> [Recorded data]:
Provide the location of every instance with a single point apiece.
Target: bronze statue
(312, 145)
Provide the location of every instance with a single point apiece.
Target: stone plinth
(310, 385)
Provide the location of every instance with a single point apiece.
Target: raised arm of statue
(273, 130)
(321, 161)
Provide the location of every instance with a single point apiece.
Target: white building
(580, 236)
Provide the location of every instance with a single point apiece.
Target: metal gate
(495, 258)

> [Exercise brief]: Nothing may be omitted; retype every record exactly.

> [Output of the exercise]:
Provide the location of every instance with a single point apiece.
Target: bronze statue
(312, 145)
Provide the location of every instance with a single point apiece.
Target: stone plinth
(310, 385)
Provide the location of every instance with a single point apiece.
Target: raised arm of statue
(273, 130)
(321, 161)
Provide the location of every instance with a single point apiece.
Target: white building
(580, 236)
Provide the location of every instance with a single point apiece.
Target: metal gate
(495, 258)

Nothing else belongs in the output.